-- Start INPUT --

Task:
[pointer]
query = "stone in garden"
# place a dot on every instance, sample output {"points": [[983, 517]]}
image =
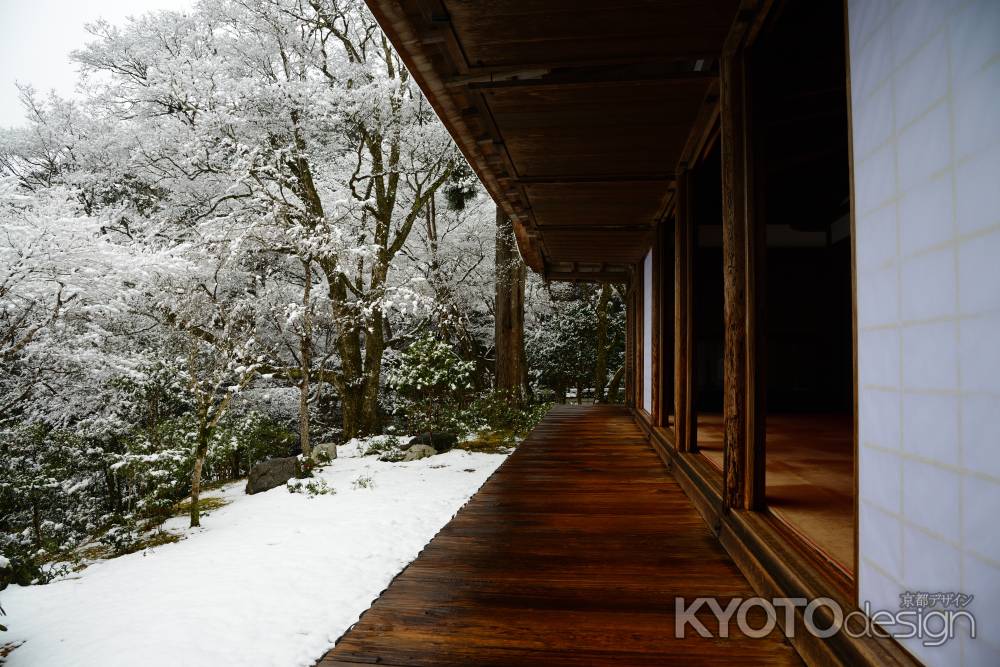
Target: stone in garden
{"points": [[442, 442], [419, 452], [324, 452], [271, 474]]}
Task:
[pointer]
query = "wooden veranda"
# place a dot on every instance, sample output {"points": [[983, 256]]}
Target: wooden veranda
{"points": [[572, 553]]}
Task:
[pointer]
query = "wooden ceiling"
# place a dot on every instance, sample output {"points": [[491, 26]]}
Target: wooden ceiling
{"points": [[575, 114]]}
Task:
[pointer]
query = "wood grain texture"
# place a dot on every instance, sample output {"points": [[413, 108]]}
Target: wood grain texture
{"points": [[571, 554]]}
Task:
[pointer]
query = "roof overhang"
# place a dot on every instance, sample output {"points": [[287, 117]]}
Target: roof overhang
{"points": [[574, 114]]}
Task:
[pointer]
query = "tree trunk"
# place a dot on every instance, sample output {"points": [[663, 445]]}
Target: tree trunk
{"points": [[615, 384], [305, 354], [199, 462], [601, 367], [509, 327]]}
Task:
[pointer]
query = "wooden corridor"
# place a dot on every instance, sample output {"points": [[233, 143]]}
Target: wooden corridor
{"points": [[570, 554]]}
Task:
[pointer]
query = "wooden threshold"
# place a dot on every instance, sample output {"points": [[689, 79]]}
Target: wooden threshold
{"points": [[775, 562]]}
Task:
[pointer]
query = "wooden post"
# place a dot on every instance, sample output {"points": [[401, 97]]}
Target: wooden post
{"points": [[629, 344], [666, 319], [743, 464], [685, 429], [655, 414]]}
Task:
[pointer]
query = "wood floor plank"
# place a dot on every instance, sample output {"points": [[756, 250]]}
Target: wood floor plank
{"points": [[571, 554]]}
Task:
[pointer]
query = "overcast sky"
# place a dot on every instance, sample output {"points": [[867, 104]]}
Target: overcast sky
{"points": [[36, 37]]}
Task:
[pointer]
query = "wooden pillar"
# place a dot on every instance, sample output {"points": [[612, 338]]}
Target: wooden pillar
{"points": [[629, 344], [665, 320], [655, 310], [743, 465], [685, 428]]}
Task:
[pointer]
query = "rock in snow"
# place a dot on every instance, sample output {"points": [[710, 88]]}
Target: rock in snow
{"points": [[270, 580], [416, 452], [271, 474], [442, 442], [324, 452]]}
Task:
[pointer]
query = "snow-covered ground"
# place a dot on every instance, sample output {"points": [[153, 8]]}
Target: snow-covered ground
{"points": [[270, 579]]}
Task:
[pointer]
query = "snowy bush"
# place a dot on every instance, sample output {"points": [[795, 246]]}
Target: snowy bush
{"points": [[310, 487], [432, 381], [363, 482], [387, 448]]}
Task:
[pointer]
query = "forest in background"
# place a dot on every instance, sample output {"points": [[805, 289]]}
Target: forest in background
{"points": [[250, 234]]}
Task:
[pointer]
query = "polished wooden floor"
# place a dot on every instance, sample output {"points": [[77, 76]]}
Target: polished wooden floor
{"points": [[810, 477], [572, 553]]}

-- End INPUT --

Pick out every line of the records above that contains the string "post". Treat uppercase and lowercase letters as different.

query = "wooden post"
Target: wooden post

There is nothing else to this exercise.